Problem:
A partial copy is required: transcribe exactly the lines from the one containing "When asked for" through the last line below, without any pictures.

Referring expression data
◆ ◆ ◆ ◆ ◆

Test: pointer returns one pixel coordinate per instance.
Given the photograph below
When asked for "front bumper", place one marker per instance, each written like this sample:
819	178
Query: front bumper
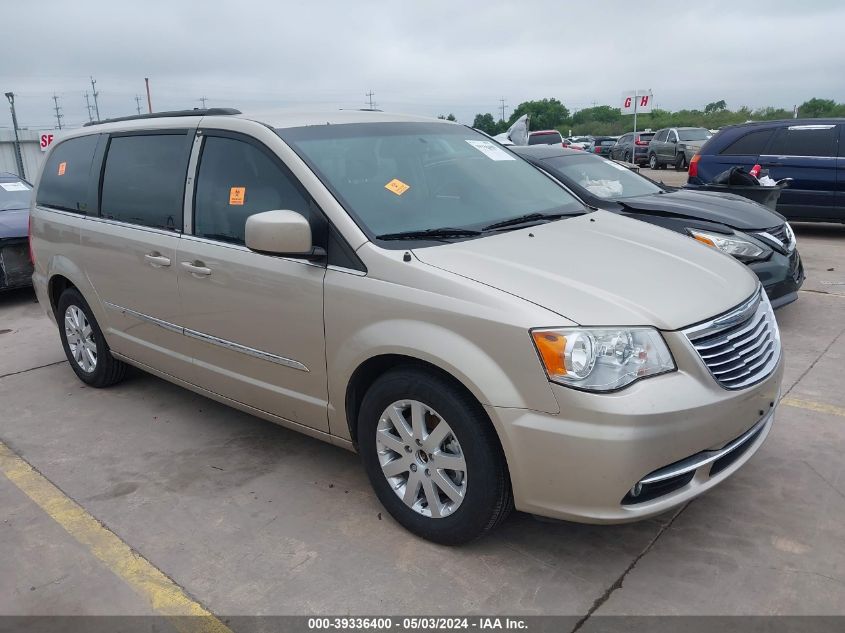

◆ ◆ ◆ ◆ ◆

Written answer:
When asked for "front bumper", place one marker per instance, each written like this sample:
819	178
Query: front bumper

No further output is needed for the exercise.